Given instruction:
Return the listing below word for word.

Items listed in a dataset:
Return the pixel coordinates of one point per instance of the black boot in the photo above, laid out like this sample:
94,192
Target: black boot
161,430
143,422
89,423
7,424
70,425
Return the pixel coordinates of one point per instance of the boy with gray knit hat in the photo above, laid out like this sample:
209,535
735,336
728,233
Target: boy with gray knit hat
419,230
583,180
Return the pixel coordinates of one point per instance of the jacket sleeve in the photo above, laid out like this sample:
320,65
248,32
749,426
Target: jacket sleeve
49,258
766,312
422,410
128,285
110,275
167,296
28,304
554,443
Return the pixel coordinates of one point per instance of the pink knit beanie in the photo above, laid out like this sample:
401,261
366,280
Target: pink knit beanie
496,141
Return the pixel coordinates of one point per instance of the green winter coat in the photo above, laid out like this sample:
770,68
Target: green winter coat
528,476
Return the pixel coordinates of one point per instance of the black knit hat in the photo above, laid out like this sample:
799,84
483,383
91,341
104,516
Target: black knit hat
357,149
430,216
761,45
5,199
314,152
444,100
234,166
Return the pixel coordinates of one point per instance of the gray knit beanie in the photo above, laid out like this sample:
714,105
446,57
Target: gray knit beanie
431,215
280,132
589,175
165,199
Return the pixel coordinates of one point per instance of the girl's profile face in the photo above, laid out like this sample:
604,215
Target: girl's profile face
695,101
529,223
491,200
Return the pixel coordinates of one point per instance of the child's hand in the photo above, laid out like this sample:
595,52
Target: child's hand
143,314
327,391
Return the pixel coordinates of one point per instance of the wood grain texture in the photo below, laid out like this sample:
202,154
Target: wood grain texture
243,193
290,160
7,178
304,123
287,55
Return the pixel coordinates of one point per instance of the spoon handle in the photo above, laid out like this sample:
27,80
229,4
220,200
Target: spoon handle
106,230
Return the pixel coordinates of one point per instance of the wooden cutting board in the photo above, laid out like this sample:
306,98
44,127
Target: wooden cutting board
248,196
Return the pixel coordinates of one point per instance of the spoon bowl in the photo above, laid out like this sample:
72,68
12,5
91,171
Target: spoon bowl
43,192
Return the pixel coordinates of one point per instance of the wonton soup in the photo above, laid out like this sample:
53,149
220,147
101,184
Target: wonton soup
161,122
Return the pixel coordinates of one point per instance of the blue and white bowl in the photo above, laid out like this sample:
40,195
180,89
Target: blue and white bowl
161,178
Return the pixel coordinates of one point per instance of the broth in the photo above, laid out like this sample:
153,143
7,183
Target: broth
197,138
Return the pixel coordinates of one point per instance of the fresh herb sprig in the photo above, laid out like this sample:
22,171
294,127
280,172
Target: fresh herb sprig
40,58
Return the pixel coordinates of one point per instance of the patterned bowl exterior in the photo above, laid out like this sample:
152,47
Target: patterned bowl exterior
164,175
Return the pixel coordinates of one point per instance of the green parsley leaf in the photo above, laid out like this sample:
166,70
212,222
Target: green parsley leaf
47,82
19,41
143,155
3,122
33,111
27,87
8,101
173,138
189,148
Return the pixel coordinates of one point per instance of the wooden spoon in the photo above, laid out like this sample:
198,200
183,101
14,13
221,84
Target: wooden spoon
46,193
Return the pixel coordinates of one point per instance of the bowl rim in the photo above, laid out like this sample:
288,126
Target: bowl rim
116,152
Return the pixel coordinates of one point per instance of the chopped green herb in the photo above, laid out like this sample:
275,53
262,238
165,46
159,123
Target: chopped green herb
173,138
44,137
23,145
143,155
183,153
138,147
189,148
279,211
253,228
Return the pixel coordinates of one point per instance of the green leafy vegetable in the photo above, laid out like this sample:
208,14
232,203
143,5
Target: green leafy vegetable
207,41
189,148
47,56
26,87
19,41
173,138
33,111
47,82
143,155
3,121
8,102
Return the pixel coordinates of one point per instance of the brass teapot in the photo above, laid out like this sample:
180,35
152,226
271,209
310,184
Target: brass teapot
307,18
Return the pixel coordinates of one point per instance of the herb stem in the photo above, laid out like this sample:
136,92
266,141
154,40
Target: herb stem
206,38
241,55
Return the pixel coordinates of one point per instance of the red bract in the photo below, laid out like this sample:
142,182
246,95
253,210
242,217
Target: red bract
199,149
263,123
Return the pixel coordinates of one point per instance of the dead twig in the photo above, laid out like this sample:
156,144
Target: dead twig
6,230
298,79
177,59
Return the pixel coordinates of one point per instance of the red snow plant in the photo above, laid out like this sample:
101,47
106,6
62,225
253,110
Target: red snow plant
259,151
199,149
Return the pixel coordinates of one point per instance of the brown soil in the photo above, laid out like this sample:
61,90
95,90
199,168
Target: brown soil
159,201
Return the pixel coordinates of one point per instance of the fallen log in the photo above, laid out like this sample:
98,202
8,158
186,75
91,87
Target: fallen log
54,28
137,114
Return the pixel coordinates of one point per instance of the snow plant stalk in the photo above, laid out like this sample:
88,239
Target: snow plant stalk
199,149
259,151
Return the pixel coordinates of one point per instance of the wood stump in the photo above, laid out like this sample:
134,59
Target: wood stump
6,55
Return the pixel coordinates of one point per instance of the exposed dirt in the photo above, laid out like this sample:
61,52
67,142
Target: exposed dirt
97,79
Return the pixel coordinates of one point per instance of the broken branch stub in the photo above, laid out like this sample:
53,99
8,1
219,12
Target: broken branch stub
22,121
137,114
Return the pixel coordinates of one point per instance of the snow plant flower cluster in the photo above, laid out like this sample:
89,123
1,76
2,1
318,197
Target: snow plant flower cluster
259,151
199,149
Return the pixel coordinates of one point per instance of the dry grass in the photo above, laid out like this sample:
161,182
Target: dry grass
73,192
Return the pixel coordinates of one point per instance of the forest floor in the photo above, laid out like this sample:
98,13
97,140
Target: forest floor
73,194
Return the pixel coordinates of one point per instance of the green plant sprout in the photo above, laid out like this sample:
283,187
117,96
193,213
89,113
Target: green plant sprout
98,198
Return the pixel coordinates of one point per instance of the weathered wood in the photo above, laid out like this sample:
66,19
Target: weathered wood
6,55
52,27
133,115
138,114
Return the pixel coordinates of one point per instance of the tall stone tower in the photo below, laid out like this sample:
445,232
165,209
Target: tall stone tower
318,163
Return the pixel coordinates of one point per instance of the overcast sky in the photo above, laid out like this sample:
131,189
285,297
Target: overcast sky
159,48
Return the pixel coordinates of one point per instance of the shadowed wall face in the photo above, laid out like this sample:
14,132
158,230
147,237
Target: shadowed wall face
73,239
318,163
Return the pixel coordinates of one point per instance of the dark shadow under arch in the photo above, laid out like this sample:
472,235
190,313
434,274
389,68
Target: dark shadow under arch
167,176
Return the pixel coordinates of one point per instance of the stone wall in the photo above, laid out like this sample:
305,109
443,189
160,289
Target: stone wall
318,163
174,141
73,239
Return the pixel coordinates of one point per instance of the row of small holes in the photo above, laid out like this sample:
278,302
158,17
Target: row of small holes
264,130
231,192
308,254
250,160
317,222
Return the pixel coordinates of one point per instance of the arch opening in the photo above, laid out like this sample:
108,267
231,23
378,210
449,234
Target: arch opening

Correct answer:
Return the pixel coordinates of one point per instance of the black boot in the photo above, laid out like this sample:
94,192
Target: black boot
161,430
143,422
89,423
7,424
70,425
Return the pixel coordinates of one point per instance of the boy with gray knit hat in the photo above, laid out like this sample:
209,535
735,336
728,233
Target: boy with gray knit hat
419,230
583,180
Return the pixel coordinates of one point per instance of the jacket sleeve in the photo above, laid out like this sample:
320,65
248,32
749,426
Target: jacket sleeve
49,258
766,312
422,410
128,285
110,275
167,296
28,304
554,443
Return the pixel coordinates of one point per instance of the pink knit beanie in the photo above, laid out like this sample:
401,261
366,280
Target: pink knit beanie
496,141
Return the pixel coordinates of one point per instance of the green winter coat in the photo above, laid out like this sample:
770,68
Target: green winter coat
528,476
Return the pixel coordinates of one point per instance of the black knit hat in the photo above, laid out like this sample:
799,84
483,383
91,341
104,516
Target: black knit hat
357,149
430,216
761,45
5,199
314,152
444,100
234,166
Return the pixel coordinates of one point per instance of the gray knit beanie in the photo above, laid out like this sample:
714,105
446,57
Target: gray knit beanie
431,215
280,132
589,175
165,199
Return the pixel coordinates of one point per instance of the girl's profile face in the photo above, laid out like this sample:
604,215
Target: girl's profile face
695,101
529,223
491,200
Return the pixel coordinates of one point per instance of the child's hand in the photo above, laid out like this sample:
595,52
Target: child's hand
143,314
327,391
Return the pixel coordinates of one point per instance of the wood grain texture in the photo below, laid out like this sample:
202,154
Target: wood grain texture
243,193
290,160
7,178
304,123
287,55
Return the pixel coordinates of one point per instance of the spoon handle in the photo above, laid out like this sample:
27,80
229,4
220,200
Target: spoon handle
106,230
Return the pixel coordinates of one point per instance of the wooden cutting board in the photo above, laid out like this sample:
306,98
44,127
Target: wooden cutting board
248,196
Return the pixel coordinates of one point per instance of the spoon bowl in the photo above, laid out like this sample:
72,68
12,5
91,171
Target: spoon bowl
43,192
Return the pixel coordinates of one point per instance of the wonton soup in the photo above, laid out like this sample:
53,149
220,147
101,184
Target: wonton soup
161,122
Return the pixel coordinates of one point per instance of the blue and white bowl in the photo above, laid out like this sample:
40,195
180,89
Target: blue and white bowl
161,178
Return the pixel coordinates of one point per instance of the broth in the photo above, laid out like this sample:
153,143
7,183
Target: broth
197,138
Return the pixel coordinates of one point per instance of the fresh herb sprig in the photo above, laid out like this sample:
22,171
294,127
280,172
Target: fresh herb sprig
40,58
Return the pixel coordinates of one point per instance of the patterned bowl exterior in the photo above, laid out like this sample:
152,47
Target: patterned bowl exterior
164,175
Return the pixel coordinates of one point per instance of the green parsley leaf in the photo above, laid out like this sample:
166,70
212,222
Target: green parsley leaf
47,82
19,41
143,155
3,122
33,111
27,87
8,101
173,138
189,148
Return the pixel coordinates of one point per instance of the wooden spoon in the photo above, laid out like this sample:
198,200
183,101
14,13
221,84
Target: wooden spoon
46,193
Return the pixel coordinates of one point per instance of the bowl rim in the photo above, laid out like this sample:
288,126
Target: bowl rim
116,152
Return the pixel coordinates of one point per instance of the chopped green herb in the photo above, laid out like this sample:
275,53
262,238
165,46
159,123
Target: chopped green herb
173,138
44,137
23,145
143,155
183,153
138,147
189,148
279,211
253,228
Return the pixel coordinates of one point per instance of the green leafy vegetable in the photo above, laid out like this sample:
208,14
232,203
143,5
Target: green leafy vegetable
207,41
189,148
47,56
26,87
19,41
173,138
33,111
47,82
143,155
3,121
8,102
Return the pixel coordinates of one point per instance of the brass teapot in the photo above, laid out like this sample:
180,35
152,226
271,209
310,184
Target: brass teapot
307,18
Return the pixel coordinates of one point per instance of the herb stem in the photo above, laid out like this sample:
136,92
266,141
154,40
Target: herb stem
206,38
241,55
Return the pixel coordinates of one point per instance of the red bract in the photo below, laid out like this sample:
142,182
246,95
253,210
242,217
Target: red bract
199,149
263,123
Return the pixel coordinates of one point per instance of the dead twig in the photo above, laid out like this sample:
156,144
Target: dead twig
6,230
298,79
177,59
Return the pixel coordinates of one point per instance of the red snow plant in the photo above, laid out like this sample:
101,47
106,6
62,225
253,110
Target: red snow plant
259,151
199,149
Return the pixel coordinates of one point per instance of the brown soil in the photo above, laid out like this sample:
61,90
95,90
199,168
Target: brown soil
159,201
Return the pixel coordinates of one point per instance of the fallen log in the photo above, laid out like this sample:
98,202
8,158
186,75
91,87
Target: fallen log
54,28
137,114
Return the pixel coordinates of one point per instance of the snow plant stalk in the photo above, laid out like this sample:
88,239
Target: snow plant stalk
199,149
259,151
Return the pixel coordinates of one point per instance of the wood stump in the photo above, laid out like this sample:
134,59
Target: wood stump
6,55
Return the pixel coordinates of one point per instance of the exposed dirt in the photo above, laid out like this sample:
61,52
67,142
Target: exposed dirt
97,79
Return the pixel coordinates of one point per instance of the broken branch stub in the photo above, laid out like this sample:
53,99
8,1
219,12
Target: broken branch stub
22,121
137,114
Return the pixel coordinates of one point per instance of the snow plant flower cluster in the photo above, laid out like this sample:
89,123
1,76
2,1
318,197
Target: snow plant flower cluster
259,151
199,149
Return the pixel coordinates of one point per instance of the dry grass in the photo above, laid out like this sample:
161,182
Target: dry grass
73,192
Return the pixel coordinates of one point per instance of the forest floor in the photo above, laid out like this sample:
98,13
97,140
Target: forest floor
73,194
Return the pixel coordinates of one point per instance of the green plant sprout in the photo above, laid out like this sample:
283,187
117,96
193,213
89,113
Target: green plant sprout
98,198
Return the pixel coordinates of one point per instance of the weathered wood in the photo above, laid out like this sample:
66,19
Target: weathered wood
6,55
52,27
133,115
138,114
Return the pixel coordinates of one point per instance of the tall stone tower in the photo below, laid out like this sample:
445,232
165,209
Target: tall stone tower
318,163
Return the pixel coordinates of one point per instance of the overcast sky in the photo above, laid out like this sample:
131,189
285,297
Target: overcast sky
159,48
Return the pixel coordinates of one point per instance of the shadowed wall face in the photo above, laid out like this sample:
14,132
158,230
147,237
Target: shadowed wall face
73,239
318,163
Return the pixel coordinates of one point per instance of the dark shadow under arch in the photo above, laid out like this sample:
472,235
190,313
434,274
389,68
Target: dark shadow under arch
167,176
Return the pixel coordinates of one point per instance of the stone wall in the photo above, laid out like this sample:
305,109
443,189
160,289
Target: stone wall
318,163
174,141
73,239
Return the pixel coordinates of one point per instance of the row of small holes in the photo above, laid out like this sample:
278,302
158,17
Target: row of small holes
264,130
231,192
308,254
250,160
317,222
Return the pixel coordinates of one point per instance of the arch opening in the photo above, laid out like this sample:
108,267
231,23
378,210
449,234
Target: arch opening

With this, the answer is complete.